▶ [SOURCE DOCUMENT]

:::::

To further assess the adequacy of the LES mesh in critical flow regions, the local resolution quality was examined not only in the blade-tip region, but also near the blade trailing edges, strut leading edges, and the rotor–stator interaction gap. The mesh was designed to ensure sufficient resolution of the dominant unsteady structures in these regions, where wake development, local separation, and pressure fluctuation are most pronounced. In particular, the Pope criterion indicates that approximately 81.2% of the turbulent kinetic energy is resolved in the blade-tip region, and similar fine-resolution treatment was applied to the main interaction zones to satisfy the requirements of the present comparative LES analysis. The overall meshing configuration is presented in Figure 4. To rigorously verify grid independence, a core aerodynamic parameter—the area-averaged total pressure of the fan—was monitored across varying mesh densities. Furthermore, to quantify the numerical uncertainty due to spatial discretization, the Grid Convergence Index (GCI) methodology proposed by Celik et al. [32] was employed. Based on the total pressure values from three consecutive grid sets (coarse: 20.0 million, medium: 24.7 million, fine: 30.0 million), the fine-grid GCI was calculated to be 1.26%. As shown in Figure 5, the area-averaged total pressure converges at approximately 24.7 million elements. Since the GCI value is well below the standard threshold of 3%, the numerical uncertainty is deemed minimal, and the 24.7 million mesh was selected for all subsequent simulations to balance computational accuracy and cost.

Regarding the boundary condition specifications, a pressure inlet was applied at the inlet boundary. The inlet turbulence intensity was set to 5%, and the turbulent length scale was specified based on the inlet hydraulic diameter to accurately represent the incoming ambient flow. At the outlet boundary, a pressure outlet condition was assigned with a static gauge pressure of 0 Pa, simulating the discharge into an open atmospheric environment. The impermeable FW-H formulation was employed to predict the far-field noise, as the surface dipole is the dominant acoustic source in the current low-Mach-number interaction.

:::::

▶ [THE TASKS]
a) In the mesh study text, what fine-grid GCI value was calculated?
b) Put this sentence from the mesh study text into Spanish: "The overall meshing configuration is presented in Figure 4."
c) Reproduce the mesh study text from "Regarding the boundary" to "current low-Mach-number interaction.".
The lines after this are separate from the mesh study text.

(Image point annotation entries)
:::::

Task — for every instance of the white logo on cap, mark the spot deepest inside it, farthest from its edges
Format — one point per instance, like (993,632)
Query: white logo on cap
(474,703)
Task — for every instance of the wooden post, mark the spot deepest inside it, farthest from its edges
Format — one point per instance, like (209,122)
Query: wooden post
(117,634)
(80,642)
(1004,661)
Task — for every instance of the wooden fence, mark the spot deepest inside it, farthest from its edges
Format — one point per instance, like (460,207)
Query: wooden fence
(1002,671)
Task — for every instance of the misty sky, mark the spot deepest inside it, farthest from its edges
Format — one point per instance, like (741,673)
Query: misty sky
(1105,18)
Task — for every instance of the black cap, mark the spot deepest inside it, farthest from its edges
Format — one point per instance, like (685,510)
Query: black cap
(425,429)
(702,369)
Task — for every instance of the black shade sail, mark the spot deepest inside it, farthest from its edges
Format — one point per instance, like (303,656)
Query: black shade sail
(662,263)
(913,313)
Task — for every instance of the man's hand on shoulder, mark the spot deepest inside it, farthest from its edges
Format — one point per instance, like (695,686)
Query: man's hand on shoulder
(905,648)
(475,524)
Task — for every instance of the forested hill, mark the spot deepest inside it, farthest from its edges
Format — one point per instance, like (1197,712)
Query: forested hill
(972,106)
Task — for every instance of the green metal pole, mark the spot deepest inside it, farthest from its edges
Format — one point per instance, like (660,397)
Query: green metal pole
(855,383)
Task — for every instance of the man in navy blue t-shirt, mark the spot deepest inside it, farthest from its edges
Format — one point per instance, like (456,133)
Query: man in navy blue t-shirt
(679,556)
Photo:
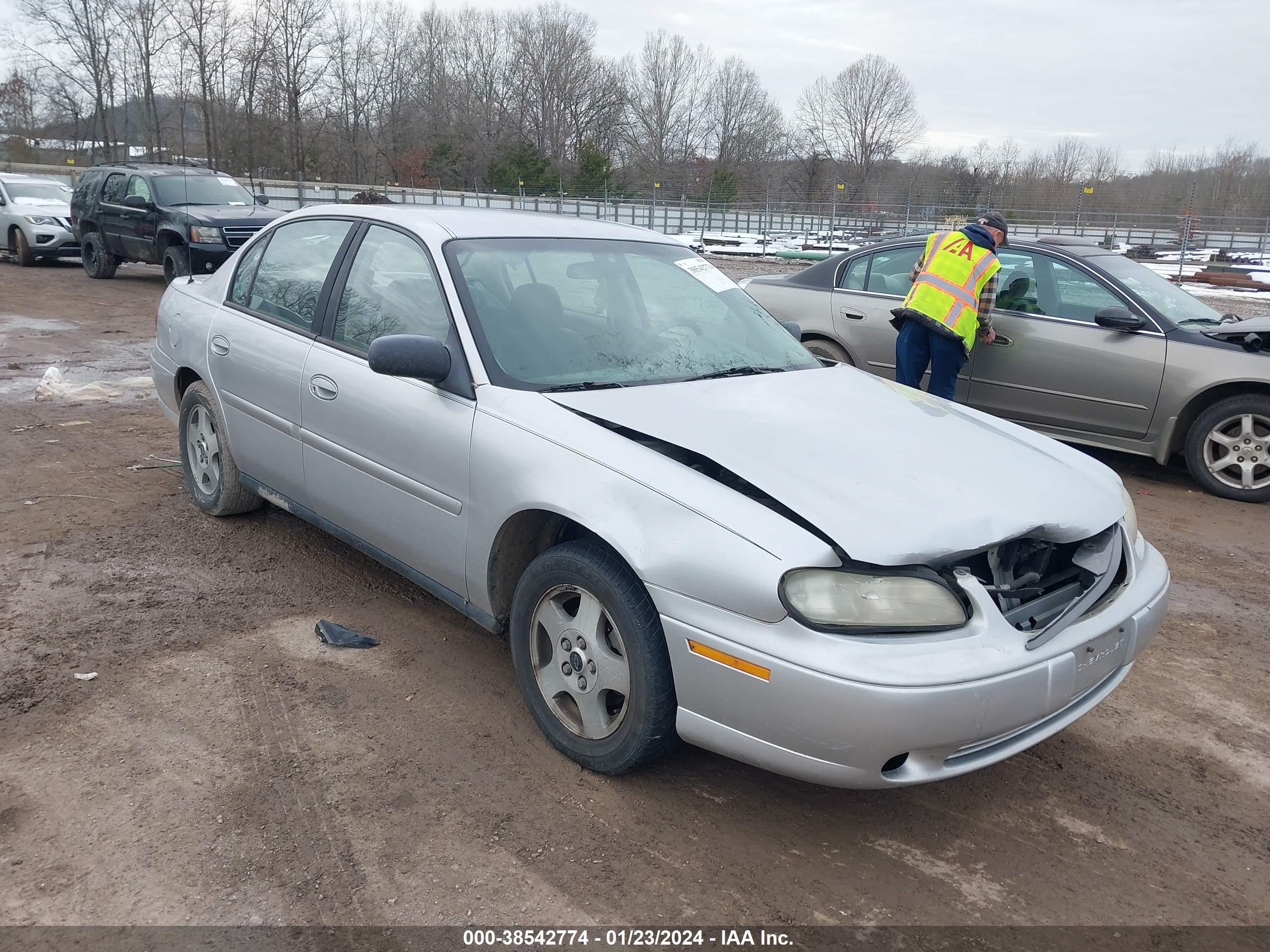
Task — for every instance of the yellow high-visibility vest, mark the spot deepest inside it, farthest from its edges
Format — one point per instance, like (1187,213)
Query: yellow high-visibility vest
(948,290)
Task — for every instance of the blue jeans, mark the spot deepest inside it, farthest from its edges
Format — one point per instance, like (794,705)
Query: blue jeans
(918,347)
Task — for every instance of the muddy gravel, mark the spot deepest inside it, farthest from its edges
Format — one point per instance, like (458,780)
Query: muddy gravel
(225,767)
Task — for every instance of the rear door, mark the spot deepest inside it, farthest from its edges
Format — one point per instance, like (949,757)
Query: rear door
(387,457)
(259,340)
(1052,365)
(138,228)
(869,289)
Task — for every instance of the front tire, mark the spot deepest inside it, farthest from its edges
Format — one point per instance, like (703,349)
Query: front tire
(206,461)
(579,607)
(828,349)
(26,258)
(176,263)
(1229,448)
(98,263)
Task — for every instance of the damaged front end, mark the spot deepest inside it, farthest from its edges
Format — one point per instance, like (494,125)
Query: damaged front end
(1042,587)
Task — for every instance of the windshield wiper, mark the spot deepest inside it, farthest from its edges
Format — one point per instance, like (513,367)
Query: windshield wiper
(581,385)
(738,373)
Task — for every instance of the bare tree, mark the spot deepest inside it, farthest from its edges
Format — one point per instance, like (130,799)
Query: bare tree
(298,34)
(88,30)
(1068,160)
(669,88)
(746,124)
(867,115)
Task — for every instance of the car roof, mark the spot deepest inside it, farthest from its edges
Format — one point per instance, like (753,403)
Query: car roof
(25,177)
(822,273)
(455,221)
(158,167)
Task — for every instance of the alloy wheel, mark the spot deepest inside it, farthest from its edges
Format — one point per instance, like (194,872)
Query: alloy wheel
(579,662)
(204,451)
(1237,451)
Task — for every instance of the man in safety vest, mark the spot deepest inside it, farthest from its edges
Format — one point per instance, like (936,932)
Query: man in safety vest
(949,305)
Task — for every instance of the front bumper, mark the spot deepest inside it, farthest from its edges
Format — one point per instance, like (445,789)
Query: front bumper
(51,241)
(206,258)
(839,732)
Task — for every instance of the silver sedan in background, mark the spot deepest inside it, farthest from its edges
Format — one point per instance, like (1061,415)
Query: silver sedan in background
(585,436)
(1092,348)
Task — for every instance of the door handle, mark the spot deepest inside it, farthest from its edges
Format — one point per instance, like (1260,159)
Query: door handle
(323,387)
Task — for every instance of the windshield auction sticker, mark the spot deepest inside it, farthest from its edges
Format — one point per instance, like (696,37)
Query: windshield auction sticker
(706,273)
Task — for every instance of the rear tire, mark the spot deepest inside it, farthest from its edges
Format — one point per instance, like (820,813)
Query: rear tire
(176,263)
(206,461)
(1235,432)
(98,263)
(26,258)
(828,349)
(586,715)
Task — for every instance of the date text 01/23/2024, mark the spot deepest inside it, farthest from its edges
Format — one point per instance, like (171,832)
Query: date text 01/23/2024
(539,938)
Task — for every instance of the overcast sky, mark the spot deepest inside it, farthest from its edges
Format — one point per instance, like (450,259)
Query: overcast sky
(1134,74)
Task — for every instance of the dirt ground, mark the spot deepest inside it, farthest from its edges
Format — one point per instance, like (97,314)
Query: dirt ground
(224,767)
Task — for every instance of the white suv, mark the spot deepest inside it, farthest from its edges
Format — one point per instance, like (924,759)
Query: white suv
(36,219)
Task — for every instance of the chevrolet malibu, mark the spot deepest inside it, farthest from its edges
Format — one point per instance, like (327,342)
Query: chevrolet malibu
(690,528)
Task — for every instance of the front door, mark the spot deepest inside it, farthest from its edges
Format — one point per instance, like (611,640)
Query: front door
(115,217)
(869,289)
(1052,366)
(387,457)
(139,224)
(259,342)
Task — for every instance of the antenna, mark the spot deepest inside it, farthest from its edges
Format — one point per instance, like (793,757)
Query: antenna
(184,181)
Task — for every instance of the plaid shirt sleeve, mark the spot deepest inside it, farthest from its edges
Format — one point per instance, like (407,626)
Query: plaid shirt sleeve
(987,301)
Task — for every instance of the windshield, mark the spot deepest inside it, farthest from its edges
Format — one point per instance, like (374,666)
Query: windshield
(1158,291)
(200,190)
(38,192)
(553,312)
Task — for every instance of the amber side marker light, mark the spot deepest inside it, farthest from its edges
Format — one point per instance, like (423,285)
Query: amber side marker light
(741,664)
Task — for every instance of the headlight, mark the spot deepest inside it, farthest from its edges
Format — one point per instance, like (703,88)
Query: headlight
(867,603)
(204,235)
(1130,517)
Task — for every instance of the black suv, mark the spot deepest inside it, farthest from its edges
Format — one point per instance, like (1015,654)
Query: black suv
(186,217)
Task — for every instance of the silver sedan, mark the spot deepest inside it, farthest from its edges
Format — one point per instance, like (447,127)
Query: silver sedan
(585,436)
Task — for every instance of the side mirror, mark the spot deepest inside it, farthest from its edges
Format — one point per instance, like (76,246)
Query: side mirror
(1118,319)
(411,356)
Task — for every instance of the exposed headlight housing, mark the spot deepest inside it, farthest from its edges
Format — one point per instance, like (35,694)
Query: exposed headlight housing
(205,235)
(1130,518)
(860,601)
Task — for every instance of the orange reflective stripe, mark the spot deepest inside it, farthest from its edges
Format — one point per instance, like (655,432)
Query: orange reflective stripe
(949,287)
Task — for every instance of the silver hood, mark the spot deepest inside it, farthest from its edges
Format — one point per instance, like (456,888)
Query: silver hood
(892,475)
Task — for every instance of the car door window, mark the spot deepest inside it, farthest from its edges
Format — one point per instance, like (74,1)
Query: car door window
(391,289)
(1079,296)
(891,270)
(113,190)
(854,274)
(241,290)
(138,186)
(294,270)
(1017,283)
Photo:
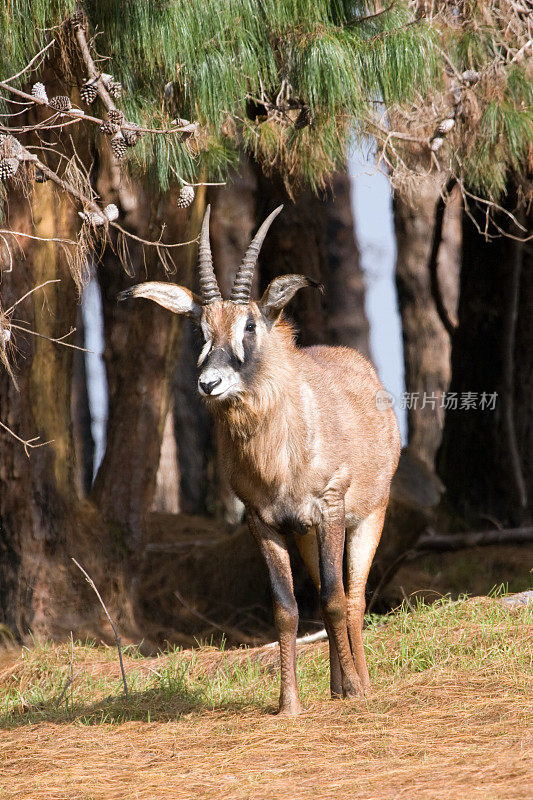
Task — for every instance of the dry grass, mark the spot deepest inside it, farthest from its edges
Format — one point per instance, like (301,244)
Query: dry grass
(447,719)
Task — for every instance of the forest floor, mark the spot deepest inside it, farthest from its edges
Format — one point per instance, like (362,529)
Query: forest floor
(448,717)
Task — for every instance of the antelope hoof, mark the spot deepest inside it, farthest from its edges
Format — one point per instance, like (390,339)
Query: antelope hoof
(291,709)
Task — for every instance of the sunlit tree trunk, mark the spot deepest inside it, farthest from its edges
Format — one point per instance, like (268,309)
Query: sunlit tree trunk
(42,521)
(426,343)
(141,355)
(485,459)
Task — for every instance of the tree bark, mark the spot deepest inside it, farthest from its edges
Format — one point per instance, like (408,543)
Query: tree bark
(41,517)
(315,236)
(140,355)
(485,459)
(426,343)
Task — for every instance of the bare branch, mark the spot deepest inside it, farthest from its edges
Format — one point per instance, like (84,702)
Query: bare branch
(26,443)
(29,64)
(442,311)
(117,637)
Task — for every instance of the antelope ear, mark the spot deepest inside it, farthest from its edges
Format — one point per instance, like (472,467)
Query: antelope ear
(169,295)
(280,291)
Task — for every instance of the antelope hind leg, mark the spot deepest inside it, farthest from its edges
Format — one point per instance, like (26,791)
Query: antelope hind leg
(361,544)
(274,550)
(331,535)
(308,546)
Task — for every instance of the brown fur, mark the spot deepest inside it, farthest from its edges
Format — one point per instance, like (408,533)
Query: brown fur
(306,450)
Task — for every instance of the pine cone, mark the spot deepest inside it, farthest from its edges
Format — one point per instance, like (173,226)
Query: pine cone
(118,145)
(115,89)
(304,118)
(131,137)
(445,126)
(115,116)
(11,148)
(111,212)
(436,143)
(61,103)
(186,196)
(39,92)
(8,167)
(40,177)
(88,91)
(78,20)
(108,129)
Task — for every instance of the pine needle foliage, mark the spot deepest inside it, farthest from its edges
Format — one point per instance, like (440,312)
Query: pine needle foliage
(209,62)
(491,141)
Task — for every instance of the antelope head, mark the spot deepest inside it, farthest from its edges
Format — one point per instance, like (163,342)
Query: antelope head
(239,333)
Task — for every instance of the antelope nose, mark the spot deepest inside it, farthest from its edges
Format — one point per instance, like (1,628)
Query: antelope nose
(208,386)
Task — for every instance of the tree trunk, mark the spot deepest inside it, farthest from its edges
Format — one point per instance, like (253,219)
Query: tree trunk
(140,356)
(485,460)
(315,236)
(41,519)
(426,343)
(345,288)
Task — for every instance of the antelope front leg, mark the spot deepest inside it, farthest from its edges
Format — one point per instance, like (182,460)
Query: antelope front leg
(274,550)
(331,533)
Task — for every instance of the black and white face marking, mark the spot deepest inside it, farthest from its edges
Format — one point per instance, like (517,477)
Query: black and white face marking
(228,361)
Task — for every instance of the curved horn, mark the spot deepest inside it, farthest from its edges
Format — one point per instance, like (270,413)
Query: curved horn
(208,282)
(242,286)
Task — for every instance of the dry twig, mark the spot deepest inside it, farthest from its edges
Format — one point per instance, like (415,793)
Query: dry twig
(115,631)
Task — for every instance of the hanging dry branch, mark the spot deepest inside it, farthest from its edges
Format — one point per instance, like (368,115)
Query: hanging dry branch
(113,626)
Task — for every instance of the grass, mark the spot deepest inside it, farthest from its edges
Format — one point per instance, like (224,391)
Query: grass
(447,718)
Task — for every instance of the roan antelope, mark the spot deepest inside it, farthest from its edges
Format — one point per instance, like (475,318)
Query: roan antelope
(306,447)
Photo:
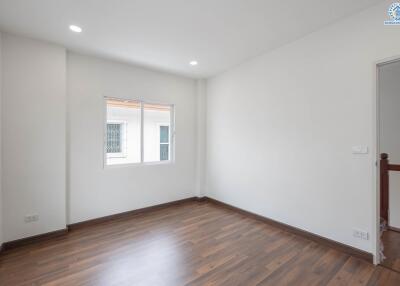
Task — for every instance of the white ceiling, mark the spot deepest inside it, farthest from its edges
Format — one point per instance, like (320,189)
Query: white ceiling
(167,34)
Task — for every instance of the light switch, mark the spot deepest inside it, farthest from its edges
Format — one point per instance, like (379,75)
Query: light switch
(360,149)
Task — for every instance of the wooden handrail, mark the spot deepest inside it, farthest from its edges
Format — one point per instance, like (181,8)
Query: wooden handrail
(385,167)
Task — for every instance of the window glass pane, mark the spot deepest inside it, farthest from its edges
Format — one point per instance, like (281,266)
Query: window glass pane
(114,138)
(155,116)
(164,152)
(164,134)
(123,132)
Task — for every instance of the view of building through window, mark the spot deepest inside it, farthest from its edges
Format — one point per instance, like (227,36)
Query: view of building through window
(124,128)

:::::

▶ [WORKED ANSWERS]
a) 1.26%

b) La configuración general del mallado se presenta en la Figura 4.

c)
Regarding the boundary condition specifications, a pressure inlet was applied at the inlet boundary. The inlet turbulence intensity was set to 5%, and the turbulent length scale was specified based on the inlet hydraulic diameter to accurately represent the incoming ambient flow. At the outlet boundary, a pressure outlet condition was assigned with a static gauge pressure of 0 Pa, simulating the discharge into an open atmospheric environment. The impermeable FW-H formulation was employed to predict the far-field noise, as the surface dipole is the dominant acoustic source in the current low-Mach-number interaction.